(Annotated photo localization data)

-*-

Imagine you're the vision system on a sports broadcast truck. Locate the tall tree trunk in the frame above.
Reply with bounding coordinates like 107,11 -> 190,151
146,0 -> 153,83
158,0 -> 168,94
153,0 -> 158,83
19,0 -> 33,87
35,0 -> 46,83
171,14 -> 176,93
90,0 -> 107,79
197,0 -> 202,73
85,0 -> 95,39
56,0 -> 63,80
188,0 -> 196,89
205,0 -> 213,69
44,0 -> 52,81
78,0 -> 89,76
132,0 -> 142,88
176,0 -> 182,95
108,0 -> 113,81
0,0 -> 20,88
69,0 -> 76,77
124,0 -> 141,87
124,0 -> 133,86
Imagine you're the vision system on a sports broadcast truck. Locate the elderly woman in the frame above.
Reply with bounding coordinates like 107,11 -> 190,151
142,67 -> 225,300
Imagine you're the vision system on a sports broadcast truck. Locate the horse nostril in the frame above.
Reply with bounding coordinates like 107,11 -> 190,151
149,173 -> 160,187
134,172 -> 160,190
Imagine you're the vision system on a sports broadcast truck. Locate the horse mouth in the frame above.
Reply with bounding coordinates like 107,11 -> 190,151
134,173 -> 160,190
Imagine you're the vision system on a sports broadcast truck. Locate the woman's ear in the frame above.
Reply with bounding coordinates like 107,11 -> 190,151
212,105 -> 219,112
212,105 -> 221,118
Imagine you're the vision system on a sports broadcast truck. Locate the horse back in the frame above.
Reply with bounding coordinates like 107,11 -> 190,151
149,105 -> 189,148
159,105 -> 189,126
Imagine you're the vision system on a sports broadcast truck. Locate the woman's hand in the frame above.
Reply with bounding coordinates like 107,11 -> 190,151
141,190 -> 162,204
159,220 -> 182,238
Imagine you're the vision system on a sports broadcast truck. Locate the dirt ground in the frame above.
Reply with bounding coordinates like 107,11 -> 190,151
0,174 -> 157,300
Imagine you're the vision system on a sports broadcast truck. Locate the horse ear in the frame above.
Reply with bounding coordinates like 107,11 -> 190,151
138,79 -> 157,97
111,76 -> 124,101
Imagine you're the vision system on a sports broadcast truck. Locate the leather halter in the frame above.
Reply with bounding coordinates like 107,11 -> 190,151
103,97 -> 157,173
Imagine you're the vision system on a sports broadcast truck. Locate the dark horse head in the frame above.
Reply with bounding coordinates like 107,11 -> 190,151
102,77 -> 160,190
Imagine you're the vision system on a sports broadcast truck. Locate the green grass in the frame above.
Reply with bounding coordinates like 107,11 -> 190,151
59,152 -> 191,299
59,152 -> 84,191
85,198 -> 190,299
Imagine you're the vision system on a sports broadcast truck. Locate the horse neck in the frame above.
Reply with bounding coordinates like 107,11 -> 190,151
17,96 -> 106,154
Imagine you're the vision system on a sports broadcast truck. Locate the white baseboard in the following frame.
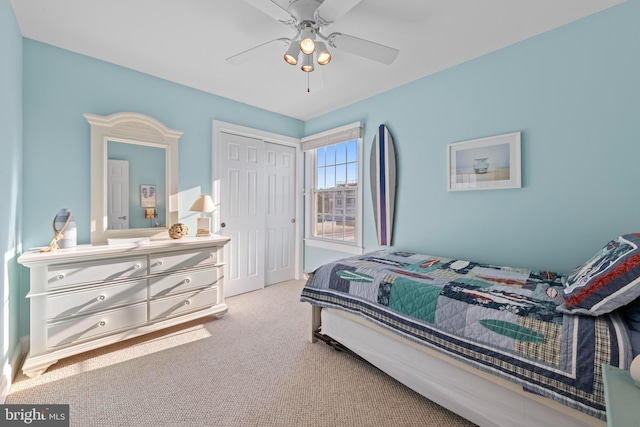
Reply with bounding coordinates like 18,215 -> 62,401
0,336 -> 29,404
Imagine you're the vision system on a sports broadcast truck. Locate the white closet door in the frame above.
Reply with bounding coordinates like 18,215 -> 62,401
218,132 -> 265,297
265,143 -> 296,285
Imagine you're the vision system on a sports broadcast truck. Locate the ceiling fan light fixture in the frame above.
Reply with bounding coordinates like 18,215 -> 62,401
283,41 -> 300,65
299,26 -> 316,55
315,42 -> 331,65
301,54 -> 314,72
300,38 -> 315,55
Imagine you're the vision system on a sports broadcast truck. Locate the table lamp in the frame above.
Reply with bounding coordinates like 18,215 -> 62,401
189,195 -> 215,237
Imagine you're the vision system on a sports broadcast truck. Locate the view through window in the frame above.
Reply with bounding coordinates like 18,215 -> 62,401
313,139 -> 358,242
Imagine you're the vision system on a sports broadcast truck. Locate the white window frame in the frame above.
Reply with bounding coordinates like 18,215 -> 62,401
303,122 -> 363,254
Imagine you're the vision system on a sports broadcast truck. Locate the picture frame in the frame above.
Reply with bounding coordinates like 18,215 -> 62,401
140,184 -> 156,207
447,132 -> 521,191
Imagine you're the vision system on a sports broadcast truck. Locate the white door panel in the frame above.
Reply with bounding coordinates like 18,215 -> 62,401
265,143 -> 296,285
219,132 -> 265,297
107,159 -> 129,230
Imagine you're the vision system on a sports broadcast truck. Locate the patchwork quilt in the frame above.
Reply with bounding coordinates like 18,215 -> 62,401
300,250 -> 633,420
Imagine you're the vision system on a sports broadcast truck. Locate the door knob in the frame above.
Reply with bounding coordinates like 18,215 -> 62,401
291,219 -> 295,223
221,223 -> 226,228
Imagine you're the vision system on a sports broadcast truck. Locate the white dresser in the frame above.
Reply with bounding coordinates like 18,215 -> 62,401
18,235 -> 230,377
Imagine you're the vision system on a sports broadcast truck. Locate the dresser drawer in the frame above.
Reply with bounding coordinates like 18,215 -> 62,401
149,287 -> 218,321
47,303 -> 147,349
47,257 -> 147,289
148,267 -> 218,299
149,249 -> 217,274
47,279 -> 147,321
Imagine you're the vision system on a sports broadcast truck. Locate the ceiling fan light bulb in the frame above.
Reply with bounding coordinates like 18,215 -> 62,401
317,52 -> 331,65
299,26 -> 316,54
301,54 -> 314,72
315,42 -> 331,65
300,38 -> 315,55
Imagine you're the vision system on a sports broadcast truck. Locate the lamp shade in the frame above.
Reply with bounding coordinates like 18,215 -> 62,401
315,42 -> 331,65
284,40 -> 300,65
300,27 -> 315,55
301,53 -> 314,72
189,195 -> 215,213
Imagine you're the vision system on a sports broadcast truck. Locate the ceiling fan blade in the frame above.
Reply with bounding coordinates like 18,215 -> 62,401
226,38 -> 289,65
328,33 -> 399,65
315,0 -> 363,25
243,0 -> 293,23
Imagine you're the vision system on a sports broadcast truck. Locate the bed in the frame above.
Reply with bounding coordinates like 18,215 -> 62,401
300,234 -> 640,427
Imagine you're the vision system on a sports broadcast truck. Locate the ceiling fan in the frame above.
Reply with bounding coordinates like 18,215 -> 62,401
227,0 -> 400,74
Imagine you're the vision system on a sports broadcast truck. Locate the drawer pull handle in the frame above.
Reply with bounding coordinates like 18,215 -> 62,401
134,264 -> 141,269
98,321 -> 107,327
184,300 -> 191,306
57,274 -> 65,280
208,254 -> 215,259
184,278 -> 191,284
97,295 -> 106,301
157,261 -> 163,266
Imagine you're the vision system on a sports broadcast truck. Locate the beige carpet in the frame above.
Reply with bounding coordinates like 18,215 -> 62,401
7,280 -> 476,427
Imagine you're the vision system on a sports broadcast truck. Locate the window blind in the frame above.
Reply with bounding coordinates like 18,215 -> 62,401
301,121 -> 362,152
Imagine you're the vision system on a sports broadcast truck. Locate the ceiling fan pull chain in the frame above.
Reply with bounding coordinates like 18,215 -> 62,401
307,72 -> 310,93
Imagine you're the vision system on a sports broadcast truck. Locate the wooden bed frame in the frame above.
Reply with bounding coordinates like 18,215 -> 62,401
309,305 -> 606,427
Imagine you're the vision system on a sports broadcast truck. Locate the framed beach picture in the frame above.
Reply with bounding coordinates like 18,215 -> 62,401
141,184 -> 156,207
447,132 -> 521,191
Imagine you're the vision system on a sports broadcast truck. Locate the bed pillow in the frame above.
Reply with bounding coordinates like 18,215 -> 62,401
557,233 -> 640,316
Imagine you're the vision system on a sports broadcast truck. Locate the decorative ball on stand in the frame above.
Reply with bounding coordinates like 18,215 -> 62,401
168,223 -> 189,239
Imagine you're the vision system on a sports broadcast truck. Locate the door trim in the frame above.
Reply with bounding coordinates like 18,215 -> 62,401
212,120 -> 303,281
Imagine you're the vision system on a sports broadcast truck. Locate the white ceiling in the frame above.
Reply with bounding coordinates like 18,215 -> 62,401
11,0 -> 624,121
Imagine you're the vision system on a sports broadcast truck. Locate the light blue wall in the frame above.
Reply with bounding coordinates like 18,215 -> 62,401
21,40 -> 304,338
22,39 -> 304,252
0,0 -> 23,390
305,1 -> 640,274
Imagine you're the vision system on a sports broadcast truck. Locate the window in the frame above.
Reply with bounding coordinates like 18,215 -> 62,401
303,122 -> 363,254
314,140 -> 358,241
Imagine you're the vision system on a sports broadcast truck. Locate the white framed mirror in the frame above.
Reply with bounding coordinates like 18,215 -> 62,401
85,112 -> 182,245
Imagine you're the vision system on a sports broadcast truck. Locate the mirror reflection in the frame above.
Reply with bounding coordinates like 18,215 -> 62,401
86,111 -> 181,245
107,140 -> 166,229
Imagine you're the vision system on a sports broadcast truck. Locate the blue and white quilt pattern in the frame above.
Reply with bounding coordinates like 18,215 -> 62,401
300,250 -> 633,420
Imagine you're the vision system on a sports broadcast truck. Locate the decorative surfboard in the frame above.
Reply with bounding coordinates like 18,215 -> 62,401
370,124 -> 397,246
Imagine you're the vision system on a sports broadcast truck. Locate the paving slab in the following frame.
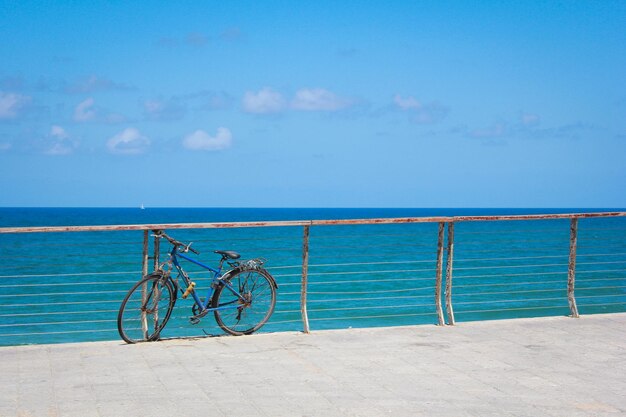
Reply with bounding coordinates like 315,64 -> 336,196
0,313 -> 625,417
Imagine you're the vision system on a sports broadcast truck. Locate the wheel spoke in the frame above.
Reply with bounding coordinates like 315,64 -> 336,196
213,269 -> 276,335
118,275 -> 174,343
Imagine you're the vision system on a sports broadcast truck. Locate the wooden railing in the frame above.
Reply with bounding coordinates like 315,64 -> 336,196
0,211 -> 625,344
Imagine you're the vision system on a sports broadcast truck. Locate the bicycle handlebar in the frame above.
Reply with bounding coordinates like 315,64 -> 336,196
152,230 -> 200,255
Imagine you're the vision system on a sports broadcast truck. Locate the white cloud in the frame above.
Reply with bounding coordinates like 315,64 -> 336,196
46,125 -> 76,155
393,94 -> 449,124
107,128 -> 150,154
51,125 -> 69,139
143,98 -> 186,121
393,94 -> 421,110
74,98 -> 96,122
0,92 -> 31,119
186,32 -> 209,46
470,123 -> 507,139
521,112 -> 541,126
242,88 -> 285,114
183,128 -> 232,151
220,27 -> 242,41
65,75 -> 132,94
291,88 -> 351,111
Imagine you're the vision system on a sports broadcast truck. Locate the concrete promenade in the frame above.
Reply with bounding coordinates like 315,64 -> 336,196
1,314 -> 625,417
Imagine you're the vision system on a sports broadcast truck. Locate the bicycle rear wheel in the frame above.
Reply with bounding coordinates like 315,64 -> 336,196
212,269 -> 276,335
117,273 -> 175,343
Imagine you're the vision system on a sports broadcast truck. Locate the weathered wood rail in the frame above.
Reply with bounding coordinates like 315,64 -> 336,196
1,211 -> 625,234
1,211 -> 625,334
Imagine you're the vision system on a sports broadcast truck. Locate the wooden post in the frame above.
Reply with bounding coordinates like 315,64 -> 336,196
151,230 -> 161,338
301,225 -> 311,333
567,218 -> 580,318
435,222 -> 446,326
444,222 -> 456,325
141,230 -> 149,339
142,230 -> 149,277
153,231 -> 160,272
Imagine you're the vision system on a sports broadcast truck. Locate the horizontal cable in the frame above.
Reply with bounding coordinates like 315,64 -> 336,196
309,294 -> 435,303
455,237 -> 569,246
0,239 -> 142,249
2,280 -> 138,288
577,269 -> 626,275
309,311 -> 435,321
278,292 -> 301,296
5,260 -> 138,271
264,319 -> 302,325
455,254 -> 567,263
0,309 -> 119,318
278,275 -> 435,287
578,243 -> 626,250
273,267 -> 437,279
270,309 -> 300,314
456,227 -> 567,236
454,271 -> 567,280
310,249 -> 439,261
310,231 -> 431,241
577,285 -> 626,291
454,288 -> 566,297
309,303 -> 434,313
0,299 -> 121,308
454,252 -> 626,264
579,227 -> 626,232
308,259 -> 435,268
578,302 -> 625,308
308,286 -> 433,295
192,235 -> 299,244
310,242 -> 434,251
453,268 -> 626,281
265,264 -> 302,271
307,276 -> 435,286
0,289 -> 128,298
578,277 -> 626,283
454,279 -> 564,289
455,280 -> 620,291
0,270 -> 141,279
576,294 -> 626,299
0,328 -> 118,337
455,260 -> 626,272
454,296 -> 566,306
455,262 -> 568,271
308,267 -> 436,276
0,251 -> 144,262
455,305 -> 565,314
0,318 -> 114,328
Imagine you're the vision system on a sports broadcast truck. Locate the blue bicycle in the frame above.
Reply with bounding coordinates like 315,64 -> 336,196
117,230 -> 277,343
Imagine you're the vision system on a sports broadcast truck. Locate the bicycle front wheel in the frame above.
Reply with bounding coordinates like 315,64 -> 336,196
212,269 -> 276,335
117,273 -> 175,343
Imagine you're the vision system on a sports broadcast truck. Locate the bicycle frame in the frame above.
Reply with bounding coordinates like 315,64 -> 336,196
167,245 -> 245,314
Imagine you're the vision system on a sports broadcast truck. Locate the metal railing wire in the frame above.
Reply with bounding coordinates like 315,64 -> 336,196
0,211 -> 625,345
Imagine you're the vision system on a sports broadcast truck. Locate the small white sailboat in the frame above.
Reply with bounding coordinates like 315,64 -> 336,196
140,203 -> 145,210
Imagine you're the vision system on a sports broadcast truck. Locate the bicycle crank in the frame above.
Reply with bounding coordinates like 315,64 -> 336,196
189,307 -> 209,325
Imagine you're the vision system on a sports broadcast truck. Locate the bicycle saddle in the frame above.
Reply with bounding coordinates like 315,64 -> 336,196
214,250 -> 241,259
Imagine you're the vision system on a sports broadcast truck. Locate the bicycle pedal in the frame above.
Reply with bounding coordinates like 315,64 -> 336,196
189,308 -> 209,325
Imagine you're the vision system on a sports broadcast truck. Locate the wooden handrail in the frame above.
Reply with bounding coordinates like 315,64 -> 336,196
0,211 -> 624,234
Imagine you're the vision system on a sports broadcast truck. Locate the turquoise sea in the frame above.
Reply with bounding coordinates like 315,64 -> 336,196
0,208 -> 625,346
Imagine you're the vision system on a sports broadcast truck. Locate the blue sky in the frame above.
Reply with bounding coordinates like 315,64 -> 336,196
1,0 -> 625,207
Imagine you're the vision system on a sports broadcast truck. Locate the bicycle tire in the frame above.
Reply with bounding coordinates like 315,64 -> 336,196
117,273 -> 176,343
212,268 -> 277,335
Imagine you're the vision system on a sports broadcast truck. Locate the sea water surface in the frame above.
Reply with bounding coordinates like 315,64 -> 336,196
0,208 -> 625,346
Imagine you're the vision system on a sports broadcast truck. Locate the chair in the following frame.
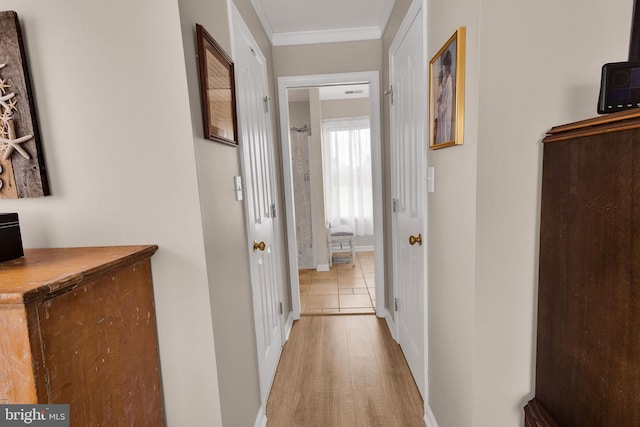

-*-

» **Task objective**:
All that is wanted is the run of lines from the start of the data through the line containing "ground in the frame above.", copied word for word.

» **Answer to the problem**:
Imagine you're the vision system on a sports broadcast truck. Locate the tall tree trunk in the frame above.
Reply with bounding coordinates like 107,11 -> 190,151
146,0 -> 153,83
158,0 -> 168,94
153,0 -> 158,83
19,0 -> 33,87
35,0 -> 46,83
171,14 -> 176,93
90,0 -> 107,79
197,0 -> 202,73
85,0 -> 95,39
56,0 -> 63,80
188,0 -> 196,89
205,0 -> 213,69
44,0 -> 52,81
78,0 -> 89,76
132,0 -> 142,88
176,0 -> 182,95
108,0 -> 113,81
0,0 -> 20,88
69,0 -> 76,77
124,0 -> 141,87
124,0 -> 133,86
Imagine you're the vision system on a sports broadcast truck. Locate the elderly woman in the frame above.
Reply with bounding coordinates like 107,11 -> 190,151
142,67 -> 225,300
Imagine you're the vision system on a sports broadcast truck. Locate the horse nostril in the frame above.
Reply with bounding coordinates like 107,11 -> 190,151
149,173 -> 160,187
134,172 -> 160,190
Imagine you're the vision system on a sports broadcast truck. Locate the horse mouth in the frame above.
Reply with bounding coordinates like 107,11 -> 190,151
134,173 -> 160,190
Imagine you're the vision system on a sports broadcast truck. Locate the woman's ear in the frame above.
Reply with bounding coordinates like 107,11 -> 190,151
212,105 -> 219,112
212,105 -> 221,118
Imagine you're the vision system on a sports broadcast truck. Locate the horse back in the frame above.
Reply with bounding coordinates like 107,11 -> 190,151
149,105 -> 189,148
159,105 -> 189,126
Imagine you're the vision system on a sports broadcast truck. Locate the woman's hand in the frame above.
Reply with bounding coordinates like 107,11 -> 190,151
141,190 -> 162,204
159,220 -> 182,238
Imagine you're the vision system on a sports broadcast truck. Locate the dirt ground in the frame above.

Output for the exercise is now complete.